→ PROBLEM STATEMENT:
Rewrite all the rows below, replacing "innermost point" with "central point" wherever it occurs and leaving everything else unchanged; omit the pictures from your answer.

Begin

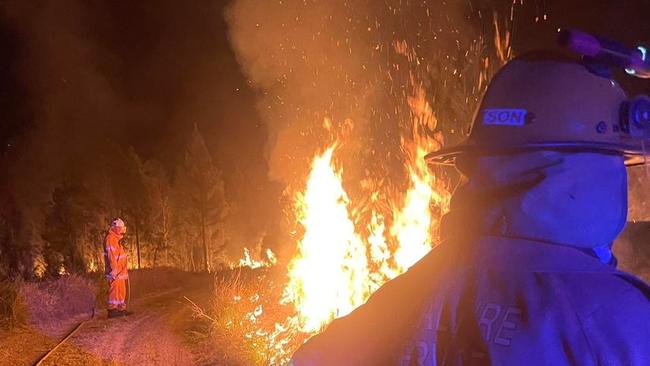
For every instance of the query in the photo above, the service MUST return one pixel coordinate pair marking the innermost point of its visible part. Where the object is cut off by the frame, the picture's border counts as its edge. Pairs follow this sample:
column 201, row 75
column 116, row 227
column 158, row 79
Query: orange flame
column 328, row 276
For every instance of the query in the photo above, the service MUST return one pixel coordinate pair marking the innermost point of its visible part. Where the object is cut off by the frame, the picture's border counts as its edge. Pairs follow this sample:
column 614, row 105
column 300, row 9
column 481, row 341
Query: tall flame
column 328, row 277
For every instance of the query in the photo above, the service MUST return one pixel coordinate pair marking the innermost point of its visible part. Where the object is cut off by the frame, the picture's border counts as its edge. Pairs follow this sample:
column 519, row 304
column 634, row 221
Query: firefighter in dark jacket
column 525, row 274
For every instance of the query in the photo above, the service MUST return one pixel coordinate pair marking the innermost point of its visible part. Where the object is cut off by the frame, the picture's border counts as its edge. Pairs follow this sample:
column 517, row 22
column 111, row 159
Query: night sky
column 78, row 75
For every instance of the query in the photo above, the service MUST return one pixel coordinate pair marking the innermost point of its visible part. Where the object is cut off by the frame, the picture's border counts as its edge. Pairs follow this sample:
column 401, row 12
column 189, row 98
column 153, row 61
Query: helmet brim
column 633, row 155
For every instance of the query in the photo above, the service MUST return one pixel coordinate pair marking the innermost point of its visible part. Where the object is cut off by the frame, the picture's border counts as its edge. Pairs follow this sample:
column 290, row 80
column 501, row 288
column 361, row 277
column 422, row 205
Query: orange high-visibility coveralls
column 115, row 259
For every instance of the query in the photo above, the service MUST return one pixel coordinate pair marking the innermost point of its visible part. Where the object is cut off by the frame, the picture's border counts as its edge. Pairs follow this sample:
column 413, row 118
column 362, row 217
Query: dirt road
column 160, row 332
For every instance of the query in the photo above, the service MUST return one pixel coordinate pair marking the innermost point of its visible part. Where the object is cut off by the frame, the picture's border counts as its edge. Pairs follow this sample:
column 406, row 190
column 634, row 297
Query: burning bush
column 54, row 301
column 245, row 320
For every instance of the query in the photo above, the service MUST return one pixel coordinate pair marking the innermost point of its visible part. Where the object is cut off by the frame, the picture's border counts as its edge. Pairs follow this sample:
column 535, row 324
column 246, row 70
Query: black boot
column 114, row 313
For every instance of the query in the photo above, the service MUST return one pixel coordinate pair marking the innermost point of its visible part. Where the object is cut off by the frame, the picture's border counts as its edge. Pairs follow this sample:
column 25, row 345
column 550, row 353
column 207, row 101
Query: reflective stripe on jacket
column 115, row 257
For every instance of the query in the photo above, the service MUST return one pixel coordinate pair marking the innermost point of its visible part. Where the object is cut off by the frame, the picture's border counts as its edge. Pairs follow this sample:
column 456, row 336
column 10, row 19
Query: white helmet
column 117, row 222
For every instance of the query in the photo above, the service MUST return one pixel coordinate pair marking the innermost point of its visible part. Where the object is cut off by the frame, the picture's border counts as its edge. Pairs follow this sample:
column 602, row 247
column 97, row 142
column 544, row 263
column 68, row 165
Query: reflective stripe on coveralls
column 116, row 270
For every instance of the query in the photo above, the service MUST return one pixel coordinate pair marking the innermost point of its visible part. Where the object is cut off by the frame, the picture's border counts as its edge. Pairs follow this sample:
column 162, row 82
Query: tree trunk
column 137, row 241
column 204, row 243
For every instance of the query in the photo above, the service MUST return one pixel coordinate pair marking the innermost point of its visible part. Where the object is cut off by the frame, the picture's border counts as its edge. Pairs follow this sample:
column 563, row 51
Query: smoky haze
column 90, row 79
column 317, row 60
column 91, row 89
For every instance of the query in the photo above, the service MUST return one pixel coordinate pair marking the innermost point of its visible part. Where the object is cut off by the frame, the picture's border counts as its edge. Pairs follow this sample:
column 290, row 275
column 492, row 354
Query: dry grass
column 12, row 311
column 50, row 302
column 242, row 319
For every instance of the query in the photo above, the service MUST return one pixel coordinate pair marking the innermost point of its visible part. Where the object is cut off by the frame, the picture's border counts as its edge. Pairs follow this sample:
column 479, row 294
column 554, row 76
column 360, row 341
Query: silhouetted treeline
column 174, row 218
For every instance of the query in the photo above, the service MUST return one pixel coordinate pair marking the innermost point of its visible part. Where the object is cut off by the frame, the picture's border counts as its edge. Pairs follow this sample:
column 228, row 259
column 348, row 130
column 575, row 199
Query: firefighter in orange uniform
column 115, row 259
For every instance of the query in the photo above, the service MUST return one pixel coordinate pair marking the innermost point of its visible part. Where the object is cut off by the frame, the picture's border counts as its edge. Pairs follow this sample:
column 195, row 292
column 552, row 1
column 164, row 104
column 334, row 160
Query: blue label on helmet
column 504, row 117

End

→ ANSWER TO THIS TASK:
For every instance of the query in the photo above, the service MUST return one pixel coordinate pair marking the central point of its visible part. Where the object is cut off by the frame, the picture's border counts as its edge. Pairs follow this sample:
column 201, row 75
column 116, row 227
column 158, row 79
Query: orange flame
column 328, row 276
For every instance of the query in the photo above, the service MUST return one pixel coordinate pair marking the central point of its visible part. Where the object is cut off by the frame, the picture's border counts as its edge. Pairs follow this sample:
column 614, row 105
column 300, row 9
column 481, row 341
Query: tall flame
column 328, row 277
For every instance of the query in the photo above, the service MUST return one pixel coordinate pair marking the central point of its visible part. Where the object is cut off by the frame, the picture's border counts as its edge. Pairs follow this sample:
column 519, row 304
column 634, row 221
Query: firefighter in dark jacket
column 525, row 274
For every instance of the query in the photo above, the service MUST return one pixel coordinate pair marking the central point of its visible part. Where the object is cut off by the frame, the picture's border counts as its edge. Pairs follow this sample:
column 517, row 22
column 111, row 159
Query: night sky
column 78, row 75
For every instance of the query in the photo above, the service MUST return one pixel coordinate pair marking the central point of its visible part. Where the object is cut off by the frame, the picture's border counts as its edge. Pairs follow this sample:
column 401, row 12
column 189, row 98
column 153, row 61
Query: helmet brim
column 633, row 155
For every instance of the query in the photo above, the service MUST return one pixel coordinate pair marking the central point of its visible part. Where the object is cut off by the frame, the picture's border counts as its edge. Pairs follow this sample:
column 290, row 80
column 501, row 288
column 361, row 277
column 422, row 205
Query: orange high-visibility coveralls
column 115, row 259
For every instance of the query in the photo above, the service MUST return one pixel coordinate pair marking the central point of its visible part. Where the object is cut off by the frame, the picture's border counts as its edge. Pairs follow this sample:
column 413, row 118
column 362, row 217
Query: dirt road
column 160, row 332
For every instance of the query in the photo above, the service MUST return one pixel coordinate pair marking the central point of its visible part. Where the object is cut off by the frame, the picture's border counts as its edge. Pairs follow this sample:
column 406, row 190
column 634, row 297
Query: burning bush
column 54, row 301
column 245, row 320
For every instance of the query in the photo above, the service MUST return one pixel coordinate pair marking the central point of its visible part. Where the object is cut off by the frame, the picture's border counts as its edge. Pairs follow this sample:
column 535, row 324
column 246, row 70
Query: black boot
column 114, row 313
For every instance of the query in the photo above, the service MUST return one pixel coordinate pair marking the central point of its visible part. Where the object is cut off by the frame, the picture's border counts as its edge. Pairs follow this sample:
column 25, row 345
column 550, row 353
column 207, row 101
Query: reflective stripe on jacket
column 115, row 257
For every instance of the query in the photo above, the service MUST return one pixel coordinate pair marking the central point of its visible part. Where the object is cut off by the frame, the picture's border counts as its edge. Pairs follow this sample:
column 456, row 336
column 10, row 19
Query: white helmet
column 117, row 222
For every instance of the query in the photo above, the service MUST return one pixel coordinate pair marking the central point of its visible part. Where the object is cut off by the frame, the picture's border counts as its edge. Pairs follow this sample:
column 602, row 247
column 97, row 142
column 544, row 263
column 68, row 165
Query: reflective stripe on coveralls
column 116, row 270
For every instance of the query in the photo above, the service MUST return one pixel coordinate pair marking the central point of its visible part. Where the object is cut off by the frame, the picture's border counts as its edge. Pairs follow this sample:
column 162, row 82
Query: tree trunk
column 137, row 241
column 204, row 243
For every instance of the query in the photo above, the service MUST return one pixel coordinate pair marking the central point of its visible part. Where the object is cut off by the frame, the picture's border counts as its edge. Pairs follow this sample:
column 563, row 51
Query: smoky haze
column 90, row 79
column 317, row 60
column 91, row 89
For every instance of the query in the photo above, the service MUST return one pixel coordinate pair marking the central point of its visible part. Where the object is cut off by the frame, the picture's border counts as its edge. Pairs follow this sample:
column 290, row 275
column 492, row 354
Query: dry grass
column 12, row 311
column 50, row 302
column 242, row 319
For every instance of the query in the photo above, the service MUST return one pixel coordinate pair marking the central point of its visible part. Where the object is cut off by the frame, the picture's border counts as its edge. Pairs follow this sample:
column 479, row 294
column 554, row 76
column 360, row 341
Query: silhouetted treeline
column 174, row 218
For every instance of the query in the photo above, the service MUST return one pixel coordinate pair marking the central point of its visible part. Where the object is cut off by the frame, the picture's border counts as its edge. Pairs follow this sample:
column 228, row 259
column 348, row 130
column 575, row 199
Query: firefighter in orange uniform
column 115, row 259
For every instance of the query in the photo above, the service MUST return one pixel coordinate pair marking the central point of its visible part. Where the object is cut off by the frame, the picture's border counts as its edge. Pairs follow this sample:
column 195, row 292
column 552, row 1
column 164, row 104
column 334, row 160
Query: blue label on helmet
column 504, row 117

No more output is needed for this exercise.